:: Request ::
A word-for-word retyping of the listing is the goal.

-- Records for the exercise follows --

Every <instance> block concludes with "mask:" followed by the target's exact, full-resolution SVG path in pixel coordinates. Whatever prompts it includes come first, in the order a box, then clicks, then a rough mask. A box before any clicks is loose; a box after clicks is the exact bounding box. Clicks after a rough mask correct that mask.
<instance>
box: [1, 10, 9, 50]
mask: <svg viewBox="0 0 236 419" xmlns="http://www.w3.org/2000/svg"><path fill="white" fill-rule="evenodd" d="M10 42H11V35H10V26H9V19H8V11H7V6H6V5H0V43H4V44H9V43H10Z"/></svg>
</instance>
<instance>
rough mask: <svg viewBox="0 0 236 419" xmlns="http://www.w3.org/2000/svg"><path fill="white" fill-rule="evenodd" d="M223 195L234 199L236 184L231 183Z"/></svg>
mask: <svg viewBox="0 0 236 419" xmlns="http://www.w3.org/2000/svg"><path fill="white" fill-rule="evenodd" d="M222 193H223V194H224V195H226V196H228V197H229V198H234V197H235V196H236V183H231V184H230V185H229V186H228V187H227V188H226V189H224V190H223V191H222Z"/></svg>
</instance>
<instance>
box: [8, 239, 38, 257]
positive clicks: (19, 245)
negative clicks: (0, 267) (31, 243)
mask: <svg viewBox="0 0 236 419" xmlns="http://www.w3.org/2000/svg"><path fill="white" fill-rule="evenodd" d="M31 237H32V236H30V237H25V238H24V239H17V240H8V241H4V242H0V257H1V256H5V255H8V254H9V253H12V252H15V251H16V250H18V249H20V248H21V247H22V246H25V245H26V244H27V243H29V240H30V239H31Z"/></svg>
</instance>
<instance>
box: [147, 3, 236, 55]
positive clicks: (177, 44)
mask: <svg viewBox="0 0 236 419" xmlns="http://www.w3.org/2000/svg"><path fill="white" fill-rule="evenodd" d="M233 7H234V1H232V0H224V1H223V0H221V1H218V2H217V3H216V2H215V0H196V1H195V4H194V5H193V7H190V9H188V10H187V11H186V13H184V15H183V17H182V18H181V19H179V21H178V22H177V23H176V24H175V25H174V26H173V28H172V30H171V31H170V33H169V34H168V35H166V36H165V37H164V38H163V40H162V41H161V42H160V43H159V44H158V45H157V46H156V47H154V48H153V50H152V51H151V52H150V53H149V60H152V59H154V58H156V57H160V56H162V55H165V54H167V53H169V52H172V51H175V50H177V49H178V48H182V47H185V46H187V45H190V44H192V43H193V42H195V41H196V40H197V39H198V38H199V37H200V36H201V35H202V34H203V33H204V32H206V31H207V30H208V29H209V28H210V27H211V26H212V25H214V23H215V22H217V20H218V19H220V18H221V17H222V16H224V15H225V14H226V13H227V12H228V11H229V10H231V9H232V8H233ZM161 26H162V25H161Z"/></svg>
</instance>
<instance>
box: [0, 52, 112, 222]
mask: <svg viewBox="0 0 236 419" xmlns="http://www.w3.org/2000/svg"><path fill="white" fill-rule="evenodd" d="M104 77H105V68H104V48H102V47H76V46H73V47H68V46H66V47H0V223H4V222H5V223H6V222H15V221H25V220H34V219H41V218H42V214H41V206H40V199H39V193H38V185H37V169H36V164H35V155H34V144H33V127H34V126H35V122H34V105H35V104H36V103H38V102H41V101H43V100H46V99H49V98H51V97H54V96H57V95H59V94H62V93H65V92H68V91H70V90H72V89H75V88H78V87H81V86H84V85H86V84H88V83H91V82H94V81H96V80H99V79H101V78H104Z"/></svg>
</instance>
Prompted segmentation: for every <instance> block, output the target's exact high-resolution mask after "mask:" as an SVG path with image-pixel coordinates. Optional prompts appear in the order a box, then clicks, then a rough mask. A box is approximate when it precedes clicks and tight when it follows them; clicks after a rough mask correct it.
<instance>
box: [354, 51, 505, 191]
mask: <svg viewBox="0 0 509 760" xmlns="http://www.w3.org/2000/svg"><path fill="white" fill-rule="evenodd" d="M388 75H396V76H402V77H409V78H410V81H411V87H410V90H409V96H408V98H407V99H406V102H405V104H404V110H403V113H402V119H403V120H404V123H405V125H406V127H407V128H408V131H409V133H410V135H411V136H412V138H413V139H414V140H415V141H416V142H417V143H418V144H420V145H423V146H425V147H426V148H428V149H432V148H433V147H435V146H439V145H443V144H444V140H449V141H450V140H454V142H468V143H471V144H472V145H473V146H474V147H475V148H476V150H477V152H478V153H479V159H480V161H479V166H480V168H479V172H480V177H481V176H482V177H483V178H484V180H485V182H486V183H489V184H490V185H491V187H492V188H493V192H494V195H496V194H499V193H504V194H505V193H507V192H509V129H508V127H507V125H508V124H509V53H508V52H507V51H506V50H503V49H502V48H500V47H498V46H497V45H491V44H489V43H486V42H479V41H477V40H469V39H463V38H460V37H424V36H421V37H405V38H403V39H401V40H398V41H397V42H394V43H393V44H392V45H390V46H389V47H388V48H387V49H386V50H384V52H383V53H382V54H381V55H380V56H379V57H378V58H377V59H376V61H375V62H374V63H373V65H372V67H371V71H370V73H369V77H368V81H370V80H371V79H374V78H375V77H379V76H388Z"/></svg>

-- Records for the exercise concluded --

:: Solution ::
Every <instance> block concludes with "mask:" followed by the target's exact, full-resolution SVG path in pixel coordinates. Whatever prompts it includes come first, in the order a box, then clicks, then a rough mask. A box before any clicks is loose; a box after clicks is the exact bounding box. Clicks after a rough mask correct that mask.
<instance>
box: [1, 10, 9, 50]
mask: <svg viewBox="0 0 236 419" xmlns="http://www.w3.org/2000/svg"><path fill="white" fill-rule="evenodd" d="M10 42H11V35H10V26H9V19H8V11H7V6H6V5H0V43H4V44H9V43H10Z"/></svg>
</instance>
<instance>
rough mask: <svg viewBox="0 0 236 419" xmlns="http://www.w3.org/2000/svg"><path fill="white" fill-rule="evenodd" d="M223 195L234 199L236 184L231 183Z"/></svg>
mask: <svg viewBox="0 0 236 419" xmlns="http://www.w3.org/2000/svg"><path fill="white" fill-rule="evenodd" d="M222 193H223V194H224V195H226V196H228V197H229V198H234V197H235V196H236V183H231V184H230V185H229V186H228V187H227V188H226V189H224V190H223V191H222Z"/></svg>
</instance>
<instance>
box: [8, 239, 38, 257]
positive clicks: (19, 245)
negative clicks: (0, 267) (31, 243)
mask: <svg viewBox="0 0 236 419" xmlns="http://www.w3.org/2000/svg"><path fill="white" fill-rule="evenodd" d="M31 237H32V236H30V237H25V238H24V239H17V240H8V241H4V242H0V257H1V256H5V255H8V254H9V253H12V252H15V251H16V250H18V249H20V248H21V247H22V246H25V245H26V244H27V243H29V240H30V239H31Z"/></svg>
</instance>
<instance>
box: [147, 3, 236, 55]
positive clicks: (177, 44)
mask: <svg viewBox="0 0 236 419" xmlns="http://www.w3.org/2000/svg"><path fill="white" fill-rule="evenodd" d="M233 7H234V1H232V0H224V1H223V0H221V1H218V2H217V3H216V2H215V0H196V1H195V4H194V5H193V7H190V9H188V10H187V11H186V13H184V15H183V17H182V18H181V19H179V21H178V22H177V23H176V24H175V25H174V26H173V28H172V30H171V31H170V33H169V34H168V35H166V36H165V37H164V38H163V40H162V41H161V42H160V43H159V44H158V45H157V46H156V47H154V48H153V50H152V51H151V52H150V53H149V60H152V59H154V58H156V57H160V56H162V55H165V54H167V53H169V52H172V51H175V50H177V49H178V48H182V47H185V46H187V45H190V44H192V43H193V42H195V41H196V40H197V39H198V38H199V37H200V36H201V35H202V34H203V33H204V32H206V31H207V30H208V29H209V28H210V27H211V26H212V25H214V23H215V22H217V20H218V19H220V18H221V17H222V16H224V15H225V14H226V13H227V12H228V11H229V10H231V9H232V8H233ZM161 26H162V25H161Z"/></svg>
</instance>
<instance>
box: [0, 52, 112, 222]
mask: <svg viewBox="0 0 236 419" xmlns="http://www.w3.org/2000/svg"><path fill="white" fill-rule="evenodd" d="M104 77H105V68H104V48H102V47H76V46H73V47H68V46H66V47H0V223H4V222H5V223H6V222H15V221H25V220H34V219H41V218H42V214H41V206H40V199H39V193H38V185H37V169H36V164H35V155H34V144H33V127H34V126H35V122H34V105H35V104H36V103H38V102H41V101H43V100H46V99H49V98H51V97H54V96H57V95H59V94H62V93H65V92H68V91H70V90H72V89H75V88H78V87H81V86H84V85H86V84H88V83H91V82H94V81H96V80H99V79H101V78H104Z"/></svg>
</instance>
Prompted segmentation: for every <instance> block, output the target's exact high-resolution mask after "mask:" as an SVG path with image-pixel coordinates. Optional prompts appear in the order a box, then clicks, then a rough mask. A box is approximate when it precedes clicks and tight when it follows them; clicks after a rough mask correct it.
<instance>
box: [354, 51, 505, 191]
mask: <svg viewBox="0 0 509 760" xmlns="http://www.w3.org/2000/svg"><path fill="white" fill-rule="evenodd" d="M388 75H396V76H402V77H409V78H410V81H411V87H410V90H409V96H408V98H407V99H406V102H405V104H404V110H403V113H402V119H403V120H404V123H405V125H406V127H407V128H408V131H409V133H410V135H411V136H412V138H413V139H414V140H415V141H416V142H417V143H418V144H420V145H423V146H425V147H426V148H428V149H432V148H433V147H435V146H439V145H443V144H444V140H449V141H450V140H454V142H468V143H471V144H472V145H473V146H474V147H475V148H476V150H477V152H478V153H479V159H480V161H479V166H480V168H479V172H480V177H481V176H482V177H483V178H484V180H485V182H486V183H489V184H490V185H491V187H492V188H493V192H494V195H496V194H499V193H504V194H505V193H507V192H509V129H508V127H507V125H508V124H509V53H508V52H507V51H506V50H503V49H502V48H500V47H498V46H497V45H491V44H489V43H486V42H479V41H477V40H469V39H463V38H460V37H424V36H421V37H405V38H403V39H401V40H398V41H397V42H394V43H393V44H392V45H390V46H389V47H388V48H387V49H386V50H384V52H383V53H382V54H381V55H380V56H379V57H378V58H377V59H376V61H375V62H374V63H373V65H372V67H371V71H370V73H369V77H368V81H370V80H371V79H374V78H375V77H379V76H388Z"/></svg>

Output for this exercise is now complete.